**EXERCISE BRIEF:** Print exactly the lines from the one containing "Two rules. Place a point on every instance of the rocky" through the last line of the listing, both included.
•••••
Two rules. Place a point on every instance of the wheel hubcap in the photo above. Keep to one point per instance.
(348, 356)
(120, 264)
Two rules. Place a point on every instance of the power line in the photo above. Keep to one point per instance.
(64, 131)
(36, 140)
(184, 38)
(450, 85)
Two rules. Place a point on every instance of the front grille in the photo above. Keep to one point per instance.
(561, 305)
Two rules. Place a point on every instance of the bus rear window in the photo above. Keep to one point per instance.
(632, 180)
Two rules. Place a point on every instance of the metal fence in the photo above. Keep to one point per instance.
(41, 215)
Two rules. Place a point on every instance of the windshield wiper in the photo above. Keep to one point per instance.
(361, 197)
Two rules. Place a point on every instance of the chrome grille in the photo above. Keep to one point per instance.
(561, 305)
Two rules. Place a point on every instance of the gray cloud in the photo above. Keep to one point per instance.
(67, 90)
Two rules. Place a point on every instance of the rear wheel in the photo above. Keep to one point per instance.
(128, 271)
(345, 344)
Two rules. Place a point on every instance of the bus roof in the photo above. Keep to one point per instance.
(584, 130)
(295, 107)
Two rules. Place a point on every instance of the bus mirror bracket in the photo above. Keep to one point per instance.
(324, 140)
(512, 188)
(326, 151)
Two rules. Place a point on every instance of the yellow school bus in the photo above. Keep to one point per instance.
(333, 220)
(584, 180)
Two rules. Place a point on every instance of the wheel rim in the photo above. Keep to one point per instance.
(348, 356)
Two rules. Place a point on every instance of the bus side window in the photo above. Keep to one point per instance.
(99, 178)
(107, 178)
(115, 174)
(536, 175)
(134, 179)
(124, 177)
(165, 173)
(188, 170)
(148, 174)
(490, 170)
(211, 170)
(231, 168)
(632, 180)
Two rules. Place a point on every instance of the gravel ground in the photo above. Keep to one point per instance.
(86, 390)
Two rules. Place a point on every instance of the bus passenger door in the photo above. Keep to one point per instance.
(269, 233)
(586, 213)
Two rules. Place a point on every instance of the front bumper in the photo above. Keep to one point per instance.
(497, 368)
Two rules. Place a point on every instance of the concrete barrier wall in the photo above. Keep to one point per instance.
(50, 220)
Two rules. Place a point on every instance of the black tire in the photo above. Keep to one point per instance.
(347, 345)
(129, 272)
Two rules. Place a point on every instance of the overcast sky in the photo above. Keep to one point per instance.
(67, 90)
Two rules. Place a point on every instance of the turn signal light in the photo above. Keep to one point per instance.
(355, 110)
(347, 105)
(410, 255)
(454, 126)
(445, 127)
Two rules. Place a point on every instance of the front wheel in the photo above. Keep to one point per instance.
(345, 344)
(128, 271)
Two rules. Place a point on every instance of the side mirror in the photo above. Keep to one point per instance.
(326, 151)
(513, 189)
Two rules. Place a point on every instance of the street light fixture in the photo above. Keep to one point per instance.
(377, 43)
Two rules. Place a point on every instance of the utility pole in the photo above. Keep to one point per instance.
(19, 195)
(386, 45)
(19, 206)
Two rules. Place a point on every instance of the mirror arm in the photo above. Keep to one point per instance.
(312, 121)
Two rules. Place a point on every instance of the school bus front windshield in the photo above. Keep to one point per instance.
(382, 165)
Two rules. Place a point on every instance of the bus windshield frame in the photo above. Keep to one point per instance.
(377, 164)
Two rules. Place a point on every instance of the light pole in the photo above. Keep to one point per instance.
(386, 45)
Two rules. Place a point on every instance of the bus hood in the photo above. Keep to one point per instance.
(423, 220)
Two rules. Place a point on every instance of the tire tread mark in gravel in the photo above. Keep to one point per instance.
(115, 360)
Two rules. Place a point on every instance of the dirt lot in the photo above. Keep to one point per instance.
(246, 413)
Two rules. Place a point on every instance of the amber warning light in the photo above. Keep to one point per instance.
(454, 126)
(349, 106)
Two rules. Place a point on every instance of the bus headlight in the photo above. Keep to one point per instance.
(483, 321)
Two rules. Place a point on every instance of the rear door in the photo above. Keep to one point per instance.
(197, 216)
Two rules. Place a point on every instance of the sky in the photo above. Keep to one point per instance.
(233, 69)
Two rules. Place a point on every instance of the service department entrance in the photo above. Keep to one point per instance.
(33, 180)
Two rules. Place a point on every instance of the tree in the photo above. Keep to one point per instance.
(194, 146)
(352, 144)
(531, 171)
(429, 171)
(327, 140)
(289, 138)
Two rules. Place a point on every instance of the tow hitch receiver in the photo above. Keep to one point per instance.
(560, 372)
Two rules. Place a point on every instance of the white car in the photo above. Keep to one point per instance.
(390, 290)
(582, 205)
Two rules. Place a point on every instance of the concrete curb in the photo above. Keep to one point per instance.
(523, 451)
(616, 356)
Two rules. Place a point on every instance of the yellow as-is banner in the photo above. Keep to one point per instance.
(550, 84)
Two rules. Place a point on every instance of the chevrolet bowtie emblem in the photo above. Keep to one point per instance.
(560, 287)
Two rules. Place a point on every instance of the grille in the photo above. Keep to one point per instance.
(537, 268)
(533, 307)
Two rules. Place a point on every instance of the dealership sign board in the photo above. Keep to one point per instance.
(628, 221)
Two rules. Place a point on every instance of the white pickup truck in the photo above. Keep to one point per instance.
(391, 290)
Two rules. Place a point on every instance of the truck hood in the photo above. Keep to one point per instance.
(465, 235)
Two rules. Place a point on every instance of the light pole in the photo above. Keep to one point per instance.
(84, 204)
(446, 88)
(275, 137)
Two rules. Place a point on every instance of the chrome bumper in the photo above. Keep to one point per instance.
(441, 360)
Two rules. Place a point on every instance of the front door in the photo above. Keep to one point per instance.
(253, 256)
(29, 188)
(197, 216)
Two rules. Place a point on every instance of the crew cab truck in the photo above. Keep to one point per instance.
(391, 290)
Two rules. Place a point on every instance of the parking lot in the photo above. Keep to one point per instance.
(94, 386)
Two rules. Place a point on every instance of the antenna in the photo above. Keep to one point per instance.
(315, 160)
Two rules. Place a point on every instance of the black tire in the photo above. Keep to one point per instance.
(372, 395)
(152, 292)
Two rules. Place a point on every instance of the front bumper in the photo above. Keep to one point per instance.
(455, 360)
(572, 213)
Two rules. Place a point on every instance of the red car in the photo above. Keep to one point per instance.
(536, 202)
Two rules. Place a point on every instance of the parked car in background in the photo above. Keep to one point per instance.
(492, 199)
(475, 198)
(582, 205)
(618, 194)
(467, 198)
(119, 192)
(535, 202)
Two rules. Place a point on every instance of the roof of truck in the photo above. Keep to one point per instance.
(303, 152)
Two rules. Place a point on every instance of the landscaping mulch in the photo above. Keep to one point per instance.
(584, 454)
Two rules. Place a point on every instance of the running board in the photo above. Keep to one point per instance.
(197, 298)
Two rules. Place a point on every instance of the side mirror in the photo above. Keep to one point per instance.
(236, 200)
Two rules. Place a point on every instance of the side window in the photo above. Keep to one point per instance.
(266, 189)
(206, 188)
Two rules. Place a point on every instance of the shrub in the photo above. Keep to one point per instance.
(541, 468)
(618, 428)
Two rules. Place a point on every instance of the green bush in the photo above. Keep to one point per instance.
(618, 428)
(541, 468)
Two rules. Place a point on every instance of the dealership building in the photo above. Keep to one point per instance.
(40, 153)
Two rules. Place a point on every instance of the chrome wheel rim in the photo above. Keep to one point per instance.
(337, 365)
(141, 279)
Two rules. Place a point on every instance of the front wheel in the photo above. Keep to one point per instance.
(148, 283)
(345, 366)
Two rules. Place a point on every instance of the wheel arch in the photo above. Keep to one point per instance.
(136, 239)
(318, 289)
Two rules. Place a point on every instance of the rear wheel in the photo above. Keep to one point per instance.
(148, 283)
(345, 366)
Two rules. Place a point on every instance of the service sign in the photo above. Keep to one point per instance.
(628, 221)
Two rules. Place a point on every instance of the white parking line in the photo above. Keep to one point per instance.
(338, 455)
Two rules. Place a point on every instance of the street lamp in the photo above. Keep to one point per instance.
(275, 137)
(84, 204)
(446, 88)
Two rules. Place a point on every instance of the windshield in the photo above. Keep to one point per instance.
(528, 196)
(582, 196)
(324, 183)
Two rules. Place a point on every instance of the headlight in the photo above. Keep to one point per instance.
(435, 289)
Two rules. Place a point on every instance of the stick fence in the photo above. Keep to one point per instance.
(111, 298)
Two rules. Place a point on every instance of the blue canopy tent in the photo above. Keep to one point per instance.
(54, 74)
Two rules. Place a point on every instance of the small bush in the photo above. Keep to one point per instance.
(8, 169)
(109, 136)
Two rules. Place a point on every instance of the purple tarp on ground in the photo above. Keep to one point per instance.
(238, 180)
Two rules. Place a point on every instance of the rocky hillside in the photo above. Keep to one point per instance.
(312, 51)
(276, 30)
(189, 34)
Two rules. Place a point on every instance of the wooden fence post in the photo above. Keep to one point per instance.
•••••
**RESPONSE BOX:**
Two rules. Place a point on every instance of the rocky hillside in the photo above. Keep to one point per instance.
(312, 51)
(276, 30)
(189, 34)
Two rules. Place a point on every instance of the wooden fence post in the photo above. Keep to one point per instance.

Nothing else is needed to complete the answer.